::: Passage shown :::

Director General, National Agency for Food and Drug Administration and Control (NAFDAC), Prof. Mojisola Adeyeye has disclosed that if the 100 truckloads of substandard falsified and banned medicines evacuated from three major drug markets in the country in the last six weeks were allowed in circulation, they could ruin the nation by reducing quality of life of millions of Nigeria.
Adeyeye disclosed this on Friday while giving an update on the enforcement exercise carried out in Idumota, Onitsha and Aba drug markets where unregistered, banned, expired or medicines with other violations worth over a trillion naira were confiscated.
According to her, the agency concluded the enforcement exercise in Idumota and Aba on February 28, 2025, while the exercise still lingered in Onitsha until March 8.
She said: “What we have found could ruin a nation. What we have found could destabilise a government. What we have found could reduce quality of life of millions of Nigerians.” she said, adding that If you have diabetes, hypertension which need daily treatment, such people could die easily with what we have found.
With a large population of Nigerian youth below age 40, the NAFDAC boss said the narcotics found could take away life from them and fuel banditry and terrorism.
Specifically, Adeyeye confirmed that over 100 40-footer truckloads were evacuated with 27 truckloads from Idumota, already destroyed while in Aba and Onitsha markets about 80 40-foot truckloads of unregistered, banned medicines and narcotics were seized and evacuated.
For Aba and environ, the Director-General disclosed that 14 truckloads of violative medicines were evacuated from the Osisioma Warehouse alone, four truckloads from the Ariara Road warehouse and ten truckloads of the medicines were seized from the markets.

::: Supplied material :::

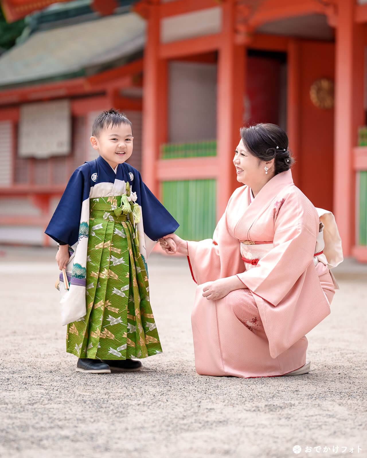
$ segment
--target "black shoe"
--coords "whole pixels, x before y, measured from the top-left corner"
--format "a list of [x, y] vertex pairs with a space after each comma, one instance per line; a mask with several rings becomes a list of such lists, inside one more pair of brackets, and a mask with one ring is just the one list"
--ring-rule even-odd
[[121, 372], [140, 371], [143, 365], [140, 361], [134, 360], [101, 360], [101, 361], [108, 364], [110, 369]]
[[91, 360], [89, 358], [79, 358], [77, 363], [77, 372], [87, 372], [91, 374], [111, 374], [108, 364], [101, 362], [100, 360]]

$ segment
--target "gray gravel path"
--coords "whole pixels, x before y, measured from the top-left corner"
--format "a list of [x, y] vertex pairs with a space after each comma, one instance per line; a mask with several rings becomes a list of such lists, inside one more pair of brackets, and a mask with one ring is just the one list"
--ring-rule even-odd
[[0, 247], [1, 457], [284, 458], [296, 445], [300, 457], [367, 457], [364, 267], [337, 271], [332, 313], [307, 335], [310, 374], [243, 379], [196, 374], [186, 260], [153, 254], [163, 353], [140, 372], [91, 375], [65, 352], [54, 256]]

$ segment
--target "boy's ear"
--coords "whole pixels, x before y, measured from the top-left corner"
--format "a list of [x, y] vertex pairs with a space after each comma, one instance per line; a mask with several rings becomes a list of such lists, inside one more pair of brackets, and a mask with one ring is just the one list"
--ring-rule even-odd
[[98, 149], [98, 143], [95, 137], [91, 136], [89, 138], [89, 141], [90, 141], [90, 144], [92, 145], [92, 147], [94, 148], [95, 149]]

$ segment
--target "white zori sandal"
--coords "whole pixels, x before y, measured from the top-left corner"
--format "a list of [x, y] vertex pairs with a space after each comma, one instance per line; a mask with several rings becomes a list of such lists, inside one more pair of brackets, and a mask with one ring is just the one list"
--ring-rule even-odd
[[302, 374], [308, 374], [310, 372], [311, 368], [311, 361], [306, 361], [306, 364], [295, 371], [292, 371], [291, 372], [288, 372], [288, 374], [284, 374], [283, 376], [288, 376], [289, 375], [301, 375]]

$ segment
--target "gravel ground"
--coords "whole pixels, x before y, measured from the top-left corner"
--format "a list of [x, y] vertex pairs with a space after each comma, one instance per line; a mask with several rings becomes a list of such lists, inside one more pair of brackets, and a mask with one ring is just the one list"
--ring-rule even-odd
[[195, 285], [185, 259], [153, 254], [163, 353], [140, 372], [92, 375], [65, 352], [54, 256], [0, 247], [0, 456], [285, 458], [298, 445], [300, 457], [367, 457], [365, 266], [336, 269], [332, 313], [307, 336], [309, 374], [244, 379], [196, 374]]

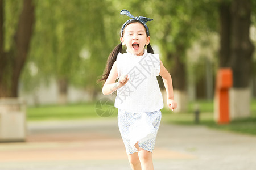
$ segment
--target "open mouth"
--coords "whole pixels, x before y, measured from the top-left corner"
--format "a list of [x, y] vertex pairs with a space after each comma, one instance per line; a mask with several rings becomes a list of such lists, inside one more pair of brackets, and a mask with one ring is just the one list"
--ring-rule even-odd
[[134, 44], [133, 44], [132, 46], [133, 46], [133, 49], [138, 49], [139, 48], [139, 44], [134, 43]]

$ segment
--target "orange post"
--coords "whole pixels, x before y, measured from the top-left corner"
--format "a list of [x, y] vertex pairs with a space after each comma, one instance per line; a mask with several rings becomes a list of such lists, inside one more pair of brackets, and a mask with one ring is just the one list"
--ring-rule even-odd
[[233, 86], [233, 72], [230, 68], [220, 69], [217, 75], [215, 112], [219, 124], [228, 124], [229, 118], [229, 90]]

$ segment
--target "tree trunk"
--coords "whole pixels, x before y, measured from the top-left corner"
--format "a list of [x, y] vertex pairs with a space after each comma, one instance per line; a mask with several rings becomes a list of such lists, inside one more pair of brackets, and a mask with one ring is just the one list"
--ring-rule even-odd
[[219, 6], [220, 11], [220, 67], [230, 66], [230, 3], [222, 2]]
[[[251, 1], [235, 0], [231, 6], [231, 61], [233, 88], [230, 91], [232, 119], [250, 116], [250, 80], [254, 47], [250, 40]], [[245, 109], [247, 108], [247, 109]]]
[[23, 0], [13, 43], [9, 52], [4, 50], [3, 2], [0, 0], [0, 97], [18, 97], [19, 76], [27, 58], [34, 6], [32, 0]]
[[59, 79], [57, 84], [59, 88], [58, 103], [60, 104], [66, 104], [68, 101], [68, 81], [65, 78]]
[[249, 36], [251, 6], [250, 0], [236, 0], [232, 5], [231, 67], [235, 88], [247, 88], [249, 85], [254, 51]]
[[233, 70], [233, 87], [229, 94], [232, 120], [250, 115], [249, 83], [254, 49], [249, 37], [251, 6], [250, 0], [220, 5], [220, 67], [230, 67]]

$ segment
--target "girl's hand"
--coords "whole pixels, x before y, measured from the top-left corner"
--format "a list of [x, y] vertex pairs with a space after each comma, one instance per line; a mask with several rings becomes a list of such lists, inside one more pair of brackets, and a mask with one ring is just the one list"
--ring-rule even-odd
[[168, 99], [167, 100], [167, 105], [168, 107], [172, 110], [172, 111], [174, 109], [176, 109], [177, 107], [177, 103], [175, 101], [172, 99]]
[[118, 87], [122, 87], [123, 86], [125, 85], [125, 84], [127, 83], [128, 80], [129, 80], [129, 78], [128, 77], [128, 75], [122, 76], [119, 78], [118, 82], [119, 82], [119, 86]]

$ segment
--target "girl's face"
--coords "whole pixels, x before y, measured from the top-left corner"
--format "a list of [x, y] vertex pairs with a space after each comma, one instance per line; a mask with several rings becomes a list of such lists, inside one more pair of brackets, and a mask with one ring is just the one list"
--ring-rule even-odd
[[144, 54], [145, 45], [148, 45], [150, 37], [147, 37], [146, 29], [142, 24], [135, 22], [127, 26], [120, 38], [123, 45], [126, 45], [129, 52], [134, 55]]

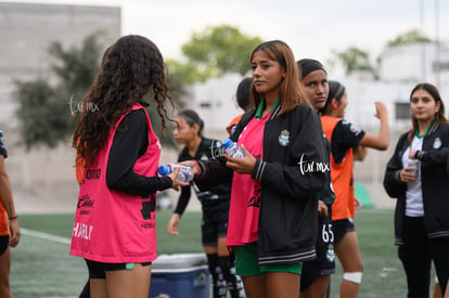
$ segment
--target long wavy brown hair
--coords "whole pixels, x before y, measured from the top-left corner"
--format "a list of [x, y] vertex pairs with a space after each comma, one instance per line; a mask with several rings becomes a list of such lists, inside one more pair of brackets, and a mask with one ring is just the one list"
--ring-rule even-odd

:::

- Questions to answer
A) For each statement, decide whether it agrees with the NAFDAC article and quote the words from the article that settle it: (i) the enforcement exercise in Idumota and Aba ended on February 28, 2025; (ii) four truckloads were evacuated from the Osisioma Warehouse; (iii) the exercise in Onitsha continued until March 8.
B) Reproduce the portion of the NAFDAC article starting with "Adeyeye disclosed this" and going on through "we have found.".
C) According to the NAFDAC article, how many truckloads were evacuated from the Ariara Road warehouse?

- Responses in order
A)
(i) Yes: "the agency concluded the enforcement exercise in Idumota and Aba on February 28, 2025"
(ii) No: "14 truckloads of violative medicines were evacuated from the Osisioma Warehouse alone"
(iii) Yes: "the exercise still lingered in Onitsha until March 8"

B)
Adeyeye disclosed this on Friday while giving an update on the enforcement exercise carried out in Idumota, Onitsha and Aba drug markets where unregistered, banned, expired or medicines with other violations worth over a trillion naira were confiscated.
According to her, the agency concluded the enforcement exercise in Idumota and Aba on February 28, 2025, while the exercise still lingered in Onitsha until March 8.
She said: “What we have found could ruin a nation. What we have found could destabilise a government. What we have found could reduce quality of life of millions of Nigerians.” she said, adding that If you have diabetes, hypertension which need daily treatment, such people could die easily with what we have found.

C) Four truckloads.